### EXERCISE PROMPT
Please pull out every line of the material that contains the string "window", counting uppercase and lowercase letters as different.

### EXTRACTED MATERIAL
<<<<

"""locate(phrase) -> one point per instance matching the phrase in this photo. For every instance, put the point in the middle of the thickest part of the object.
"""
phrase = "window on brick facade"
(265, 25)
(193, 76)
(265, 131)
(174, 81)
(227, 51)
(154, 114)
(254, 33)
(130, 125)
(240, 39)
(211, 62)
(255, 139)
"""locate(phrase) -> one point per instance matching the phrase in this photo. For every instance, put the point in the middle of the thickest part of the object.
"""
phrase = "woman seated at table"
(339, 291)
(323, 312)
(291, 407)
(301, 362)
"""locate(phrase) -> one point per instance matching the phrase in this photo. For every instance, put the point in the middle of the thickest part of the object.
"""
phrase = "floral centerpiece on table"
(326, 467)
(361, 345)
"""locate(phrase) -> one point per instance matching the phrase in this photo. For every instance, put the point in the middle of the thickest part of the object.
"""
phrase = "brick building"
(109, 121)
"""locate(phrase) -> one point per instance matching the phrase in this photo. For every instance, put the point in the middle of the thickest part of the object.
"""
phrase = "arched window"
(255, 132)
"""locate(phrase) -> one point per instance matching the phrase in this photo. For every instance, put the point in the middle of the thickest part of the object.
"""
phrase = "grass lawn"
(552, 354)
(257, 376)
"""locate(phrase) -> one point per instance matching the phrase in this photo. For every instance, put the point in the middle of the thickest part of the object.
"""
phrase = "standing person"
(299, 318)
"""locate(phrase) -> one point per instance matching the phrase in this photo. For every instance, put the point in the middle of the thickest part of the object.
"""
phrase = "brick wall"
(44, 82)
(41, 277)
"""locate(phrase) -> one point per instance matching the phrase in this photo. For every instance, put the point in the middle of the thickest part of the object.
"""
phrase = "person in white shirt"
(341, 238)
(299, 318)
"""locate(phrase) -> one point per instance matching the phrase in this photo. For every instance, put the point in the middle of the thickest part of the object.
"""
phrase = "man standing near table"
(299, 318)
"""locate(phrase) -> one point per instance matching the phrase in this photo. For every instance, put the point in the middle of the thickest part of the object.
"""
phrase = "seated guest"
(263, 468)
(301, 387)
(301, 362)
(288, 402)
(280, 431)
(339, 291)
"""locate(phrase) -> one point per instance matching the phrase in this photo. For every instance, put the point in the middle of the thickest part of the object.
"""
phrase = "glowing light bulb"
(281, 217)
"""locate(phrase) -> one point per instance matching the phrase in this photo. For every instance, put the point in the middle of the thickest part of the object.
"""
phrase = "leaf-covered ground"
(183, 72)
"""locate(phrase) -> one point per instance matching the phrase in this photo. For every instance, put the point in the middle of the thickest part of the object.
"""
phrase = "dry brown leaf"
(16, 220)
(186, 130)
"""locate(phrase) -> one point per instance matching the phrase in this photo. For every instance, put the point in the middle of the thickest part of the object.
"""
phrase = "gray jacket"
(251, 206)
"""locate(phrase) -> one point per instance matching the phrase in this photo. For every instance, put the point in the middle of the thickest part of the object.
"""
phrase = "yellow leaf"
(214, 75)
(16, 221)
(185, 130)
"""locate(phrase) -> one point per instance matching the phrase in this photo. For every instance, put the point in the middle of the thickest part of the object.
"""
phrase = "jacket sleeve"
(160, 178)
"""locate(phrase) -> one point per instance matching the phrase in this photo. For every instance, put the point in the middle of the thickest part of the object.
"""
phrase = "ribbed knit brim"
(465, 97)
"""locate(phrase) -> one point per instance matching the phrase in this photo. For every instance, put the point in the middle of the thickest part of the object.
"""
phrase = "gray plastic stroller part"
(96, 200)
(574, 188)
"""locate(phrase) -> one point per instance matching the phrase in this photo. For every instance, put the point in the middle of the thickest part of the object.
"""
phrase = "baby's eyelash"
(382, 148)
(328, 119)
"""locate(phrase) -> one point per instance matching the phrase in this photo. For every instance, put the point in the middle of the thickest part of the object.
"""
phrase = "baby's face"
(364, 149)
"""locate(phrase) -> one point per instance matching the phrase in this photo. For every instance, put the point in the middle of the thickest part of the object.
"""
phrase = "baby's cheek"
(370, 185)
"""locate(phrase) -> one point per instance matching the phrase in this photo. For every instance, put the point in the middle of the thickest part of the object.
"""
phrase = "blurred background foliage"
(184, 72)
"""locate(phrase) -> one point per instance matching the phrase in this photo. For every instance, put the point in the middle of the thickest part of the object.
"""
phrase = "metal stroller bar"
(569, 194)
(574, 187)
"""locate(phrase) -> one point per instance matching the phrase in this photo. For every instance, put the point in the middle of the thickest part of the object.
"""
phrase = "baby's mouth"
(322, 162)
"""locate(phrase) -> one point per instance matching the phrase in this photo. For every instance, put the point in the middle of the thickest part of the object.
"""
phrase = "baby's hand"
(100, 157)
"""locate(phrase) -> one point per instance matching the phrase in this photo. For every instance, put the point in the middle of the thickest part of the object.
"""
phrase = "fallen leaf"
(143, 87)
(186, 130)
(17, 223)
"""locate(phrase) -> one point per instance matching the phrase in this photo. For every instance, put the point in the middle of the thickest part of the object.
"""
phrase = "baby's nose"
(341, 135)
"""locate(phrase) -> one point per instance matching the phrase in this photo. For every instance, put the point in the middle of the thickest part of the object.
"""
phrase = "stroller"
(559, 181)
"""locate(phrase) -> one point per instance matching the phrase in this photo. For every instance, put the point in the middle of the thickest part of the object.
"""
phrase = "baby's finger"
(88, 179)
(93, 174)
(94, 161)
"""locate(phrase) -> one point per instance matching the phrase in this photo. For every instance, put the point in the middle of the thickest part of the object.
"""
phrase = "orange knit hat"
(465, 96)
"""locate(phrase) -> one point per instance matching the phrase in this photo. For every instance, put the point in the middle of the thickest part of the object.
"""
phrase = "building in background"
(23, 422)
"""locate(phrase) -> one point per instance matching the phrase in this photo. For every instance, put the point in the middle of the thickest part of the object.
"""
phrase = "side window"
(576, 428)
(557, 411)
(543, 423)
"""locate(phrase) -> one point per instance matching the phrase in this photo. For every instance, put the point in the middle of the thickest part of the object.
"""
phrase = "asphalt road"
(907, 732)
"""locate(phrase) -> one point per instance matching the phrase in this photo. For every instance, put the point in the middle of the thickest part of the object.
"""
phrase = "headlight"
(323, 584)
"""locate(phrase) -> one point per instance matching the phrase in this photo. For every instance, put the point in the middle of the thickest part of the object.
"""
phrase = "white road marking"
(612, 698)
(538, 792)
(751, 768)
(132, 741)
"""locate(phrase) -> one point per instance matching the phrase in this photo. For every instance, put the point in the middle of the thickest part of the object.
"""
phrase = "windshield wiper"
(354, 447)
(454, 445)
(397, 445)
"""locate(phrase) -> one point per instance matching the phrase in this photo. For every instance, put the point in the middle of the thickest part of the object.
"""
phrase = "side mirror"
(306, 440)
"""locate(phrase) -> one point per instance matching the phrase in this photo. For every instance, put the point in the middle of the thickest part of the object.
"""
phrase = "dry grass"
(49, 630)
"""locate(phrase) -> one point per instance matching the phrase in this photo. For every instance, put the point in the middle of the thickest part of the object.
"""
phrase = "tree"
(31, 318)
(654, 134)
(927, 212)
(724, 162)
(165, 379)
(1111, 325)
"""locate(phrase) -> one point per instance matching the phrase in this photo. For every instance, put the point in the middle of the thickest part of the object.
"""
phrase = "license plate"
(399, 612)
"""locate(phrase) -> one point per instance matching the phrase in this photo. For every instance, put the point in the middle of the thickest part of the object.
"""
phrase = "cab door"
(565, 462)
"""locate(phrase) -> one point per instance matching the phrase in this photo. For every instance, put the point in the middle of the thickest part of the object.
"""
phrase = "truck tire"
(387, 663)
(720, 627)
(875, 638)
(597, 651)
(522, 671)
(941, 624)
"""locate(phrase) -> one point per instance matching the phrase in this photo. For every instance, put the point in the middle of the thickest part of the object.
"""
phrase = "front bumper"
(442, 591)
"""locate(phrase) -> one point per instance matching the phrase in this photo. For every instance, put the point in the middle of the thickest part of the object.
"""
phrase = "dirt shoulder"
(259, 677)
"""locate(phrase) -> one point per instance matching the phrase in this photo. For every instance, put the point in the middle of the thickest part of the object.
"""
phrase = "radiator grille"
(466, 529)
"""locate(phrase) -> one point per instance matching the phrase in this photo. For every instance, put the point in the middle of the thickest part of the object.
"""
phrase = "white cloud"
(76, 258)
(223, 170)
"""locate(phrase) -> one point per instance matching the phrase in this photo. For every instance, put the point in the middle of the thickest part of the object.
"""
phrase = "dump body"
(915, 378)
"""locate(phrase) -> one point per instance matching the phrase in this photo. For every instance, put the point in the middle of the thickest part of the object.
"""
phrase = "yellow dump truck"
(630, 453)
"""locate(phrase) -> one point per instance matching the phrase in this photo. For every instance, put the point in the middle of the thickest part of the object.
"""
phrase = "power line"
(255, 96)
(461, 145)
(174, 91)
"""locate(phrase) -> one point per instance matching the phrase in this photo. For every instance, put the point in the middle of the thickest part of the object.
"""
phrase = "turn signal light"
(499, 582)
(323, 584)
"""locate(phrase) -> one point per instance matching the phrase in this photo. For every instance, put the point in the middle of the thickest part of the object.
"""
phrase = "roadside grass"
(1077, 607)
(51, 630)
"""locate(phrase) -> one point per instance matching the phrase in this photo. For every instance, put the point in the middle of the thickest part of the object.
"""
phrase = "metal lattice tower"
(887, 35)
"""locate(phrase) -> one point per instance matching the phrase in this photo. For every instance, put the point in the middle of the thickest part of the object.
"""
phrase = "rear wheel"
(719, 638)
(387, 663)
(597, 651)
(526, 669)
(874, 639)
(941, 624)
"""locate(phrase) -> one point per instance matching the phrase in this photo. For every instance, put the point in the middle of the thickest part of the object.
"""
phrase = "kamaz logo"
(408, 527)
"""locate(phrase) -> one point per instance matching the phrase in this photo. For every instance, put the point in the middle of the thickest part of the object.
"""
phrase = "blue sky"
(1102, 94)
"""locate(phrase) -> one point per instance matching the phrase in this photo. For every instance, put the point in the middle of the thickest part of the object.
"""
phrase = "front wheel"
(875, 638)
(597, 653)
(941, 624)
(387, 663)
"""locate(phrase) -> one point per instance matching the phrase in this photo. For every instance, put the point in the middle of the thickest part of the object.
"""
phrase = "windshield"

>>>>

### WORKED SOLUTION
phrase = "window on brick facade"
phrase = "arched window"
phrase = "side window"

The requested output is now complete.